(Stored items from a collection)
******************************

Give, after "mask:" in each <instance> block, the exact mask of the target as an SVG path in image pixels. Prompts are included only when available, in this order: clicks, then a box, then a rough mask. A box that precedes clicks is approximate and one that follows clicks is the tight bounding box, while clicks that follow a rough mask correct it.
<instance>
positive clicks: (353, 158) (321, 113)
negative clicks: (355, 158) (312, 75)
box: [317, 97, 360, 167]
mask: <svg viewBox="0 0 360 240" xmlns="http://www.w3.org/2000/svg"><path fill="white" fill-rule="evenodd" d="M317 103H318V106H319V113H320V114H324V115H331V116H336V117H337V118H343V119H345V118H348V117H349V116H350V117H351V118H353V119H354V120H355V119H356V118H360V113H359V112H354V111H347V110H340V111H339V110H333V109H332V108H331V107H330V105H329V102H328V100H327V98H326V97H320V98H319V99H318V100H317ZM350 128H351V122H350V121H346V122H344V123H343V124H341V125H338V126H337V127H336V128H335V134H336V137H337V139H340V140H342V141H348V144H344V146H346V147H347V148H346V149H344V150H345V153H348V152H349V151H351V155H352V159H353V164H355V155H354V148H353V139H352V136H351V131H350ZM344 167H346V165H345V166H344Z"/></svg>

******************************

§ Required work: Reproduce the data above word for word, with every character left unchanged.

§ Exercise output:
Give, after "mask:" in each <instance> block, the exact mask of the target as an SVG path in image pixels. Prompts are included only when available, in this order: clicks, then a box, then a rough mask. A box that precedes clicks is approximate and one that follows clicks is the tight bounding box, while clicks that follow a rough mask correct it.
<instance>
positive clicks: (353, 158) (321, 113)
negative clicks: (355, 158) (312, 75)
box: [317, 97, 360, 167]
mask: <svg viewBox="0 0 360 240" xmlns="http://www.w3.org/2000/svg"><path fill="white" fill-rule="evenodd" d="M317 103H318V106H319V113H320V114H324V115H331V116H336V117H337V118H343V119H345V118H348V117H349V116H350V117H351V118H353V119H354V120H355V119H356V118H360V113H359V112H354V111H347V110H340V111H339V110H333V109H332V108H331V107H330V105H329V102H328V100H327V98H326V97H320V98H319V99H318V100H317ZM350 128H351V122H350V121H346V122H344V123H343V124H341V125H338V126H337V127H336V128H335V134H336V137H337V139H340V140H342V141H348V144H344V146H346V147H347V148H346V149H344V150H345V153H348V152H349V151H351V155H352V159H353V164H355V155H354V148H353V139H352V136H351V131H350ZM344 167H346V165H345V166H344Z"/></svg>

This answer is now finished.